Document passage:
================================
U.S. patent number 4,634,370 [Application Number 06/678,391] was granted by the patent office on 1987-01-06 for flare.
This patent grant is currently assigned to The British Petroleum Company p.l.c.. Invention is credited to David A. Chesters.
United States Patent |
4,634,370 |
Chesters |
January 6, 1987 |
Flare
Abstract
A Coanda flare having an outlet adapted to direct high pressure
fuel gas over the director surface of the Coanda body so as to
entrain surrounding air into the fuel gas flow. A water injection
nozzle is located upstream of the outlet and located within the
high pressure fuel gas supply line. By injecting water into the
fuel gas prior to its emergence from the outlet, a flare having
reduced noise and radiation characteristics is achieved.
Inventors: |
Chesters; David A.
(Walton-on-Thames, GB2) |
Assignee: |
The British Petroleum Company
p.l.c. (London, GB2)
|
Family
ID: |
10553004 |
Appl.
No.: |
06/678,391 |
Filed: |
December 5, 1984 |
Foreign Application Priority Data
Current U.S.
Class: |
431/202;
431/4 |
Current CPC
Class: |
F23L
7/002 (20130101); F23G 7/08 (20130101) |
Current International
Class: |
F23G
7/06 (20060101); F23L 7/00 (20060101); F23G
7/08 (20060101); F23D 021/00 () |
Field of
Search: |
;431/202,4 |
References Cited
[Referenced By]
U.S. Patent Documents
Primary Examiner: Dority, Jr.; Carroll B.
Attorney, Agent or Firm: Morgan & Finnegan
Claims
I claim:
1. Flare using water for noise and radiation suppression
comprising:
(a) a gas supply line for passing high pressure fuel gas,
(b) a Coanda body adjacent said gas supply line to define an
annular outlet slot for said high pressure fuel gas, the outlet
slot being capable of directing said high pressure fuel gas over
the surface of the Coanda body so as to entrain surrounding air
into said high pressure fuel gas flow, and
(c) means supplying water in its liquid state under pressure to an
injection nozzle located adjacent and upstream of the high pressure
fuel gas outlet, said injection nozzle having outlet means directed
at said coanda body for creating water droplets whereby said water
droplets are sprayed into the high pressure fuel gas immediately
prior to its emergence from the high pressure fuel gas outlet.
2. A flare according to claim 1 wherein the outlet means is a spray
head or an atomising head.
3. Flare according to claim 1 in which the nozzle outlet is in the
form of a perforated end piece or an atomiser or spray head.
================================
Given task: Decide whether each statement agrees with the flare patent, answering yes or no and quoting the deciding words: (a) the water injection nozzle sits downstream of the fuel gas outlet; (b) the patent is assigned to The British Petroleum Company p.l.c.; (c) claim 2 allows the outlet means to be a spray head or an atomizing head.

Extracted records:
================================
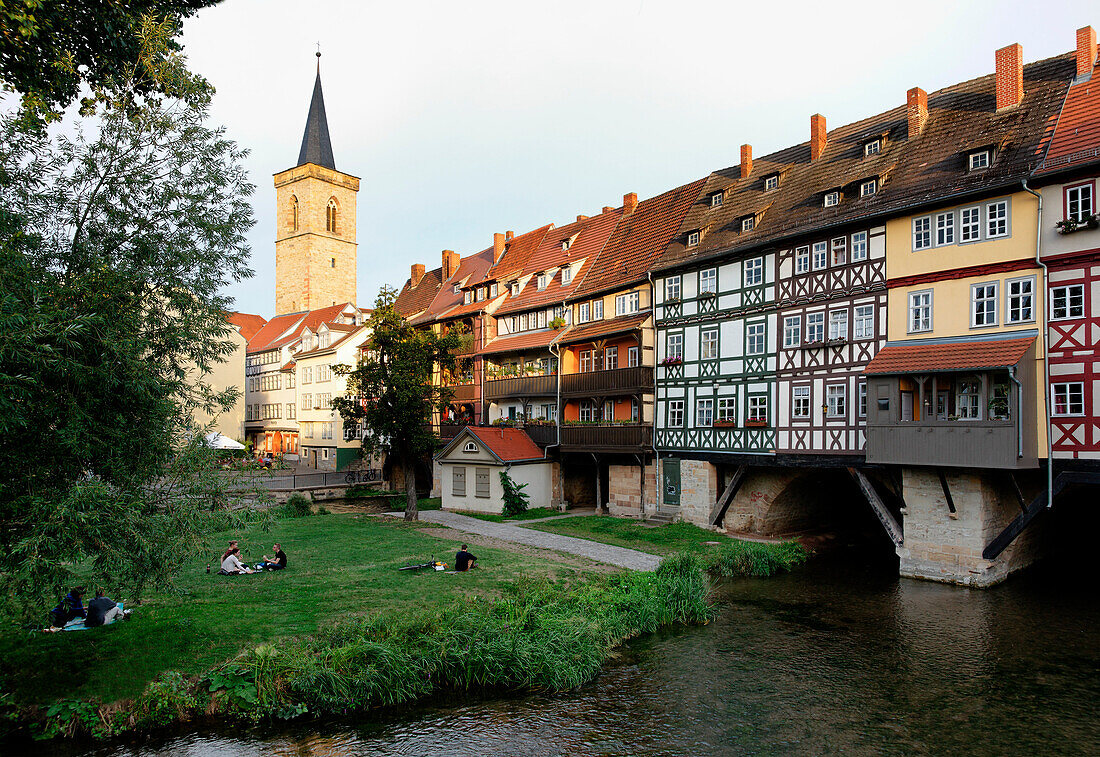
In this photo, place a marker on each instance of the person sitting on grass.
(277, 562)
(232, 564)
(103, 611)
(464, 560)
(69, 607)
================================
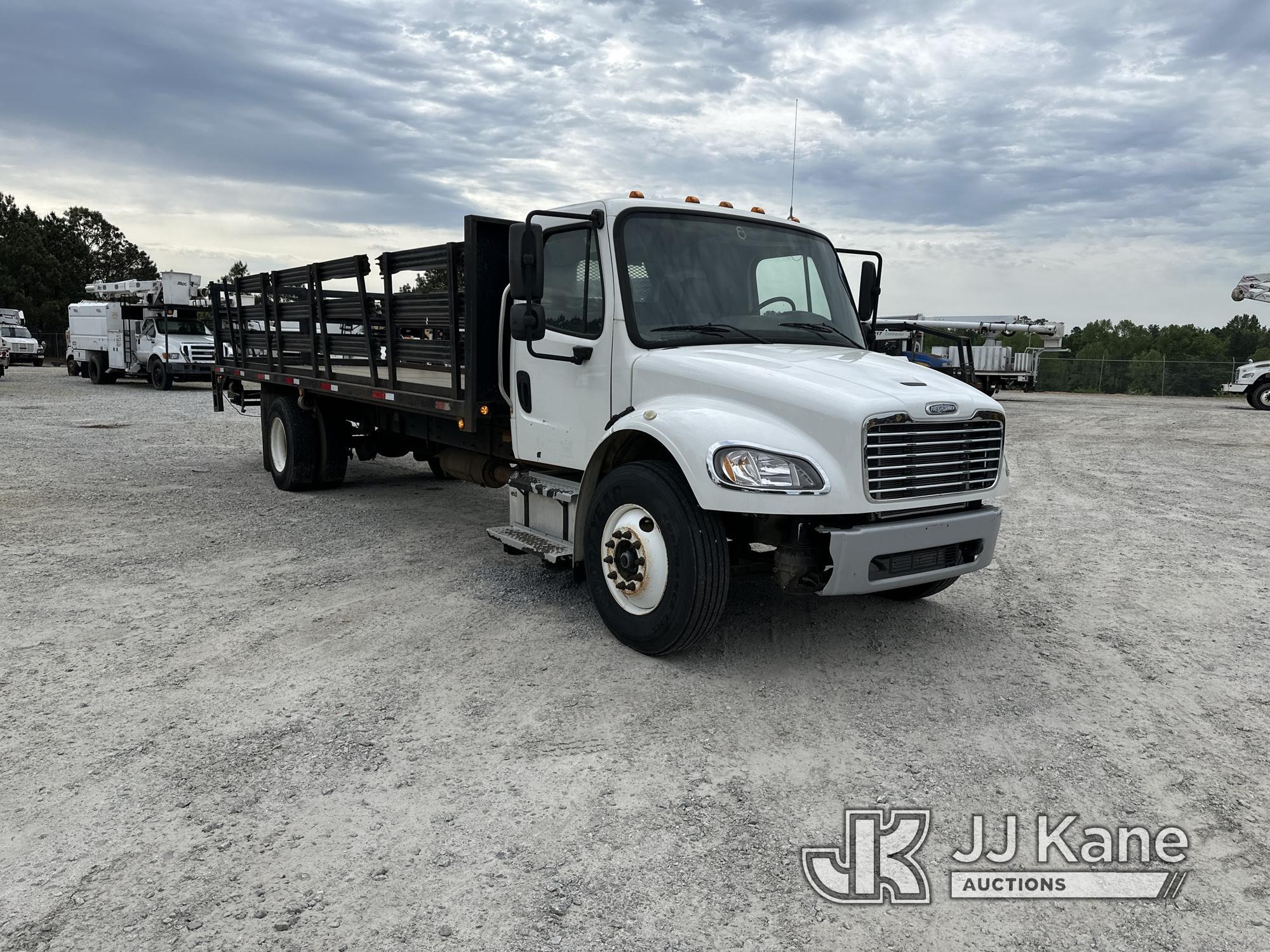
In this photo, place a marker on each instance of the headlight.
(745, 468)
================================
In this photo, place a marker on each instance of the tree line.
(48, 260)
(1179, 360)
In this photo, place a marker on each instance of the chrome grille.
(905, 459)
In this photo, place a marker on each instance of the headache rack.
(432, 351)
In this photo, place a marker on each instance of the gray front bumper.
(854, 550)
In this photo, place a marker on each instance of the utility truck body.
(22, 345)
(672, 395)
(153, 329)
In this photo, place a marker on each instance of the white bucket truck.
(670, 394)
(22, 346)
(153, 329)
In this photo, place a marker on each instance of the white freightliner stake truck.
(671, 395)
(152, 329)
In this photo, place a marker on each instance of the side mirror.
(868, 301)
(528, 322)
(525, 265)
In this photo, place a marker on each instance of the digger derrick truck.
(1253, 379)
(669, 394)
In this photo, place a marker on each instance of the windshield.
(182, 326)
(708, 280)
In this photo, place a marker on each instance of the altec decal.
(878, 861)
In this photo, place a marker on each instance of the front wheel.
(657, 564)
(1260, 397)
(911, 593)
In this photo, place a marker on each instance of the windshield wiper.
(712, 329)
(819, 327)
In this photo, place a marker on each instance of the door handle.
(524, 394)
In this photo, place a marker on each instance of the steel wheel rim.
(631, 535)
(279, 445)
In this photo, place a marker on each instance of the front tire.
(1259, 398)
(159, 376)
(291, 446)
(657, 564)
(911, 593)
================================
Task result:
(a) No: "located adjacent and upstream of the high pressure fuel gas outlet"
(b) Yes: "This patent grant is currently assigned to The British Petroleum Company p.l.c."
(c) Yes: "the outlet means is a spray head or an atomising head"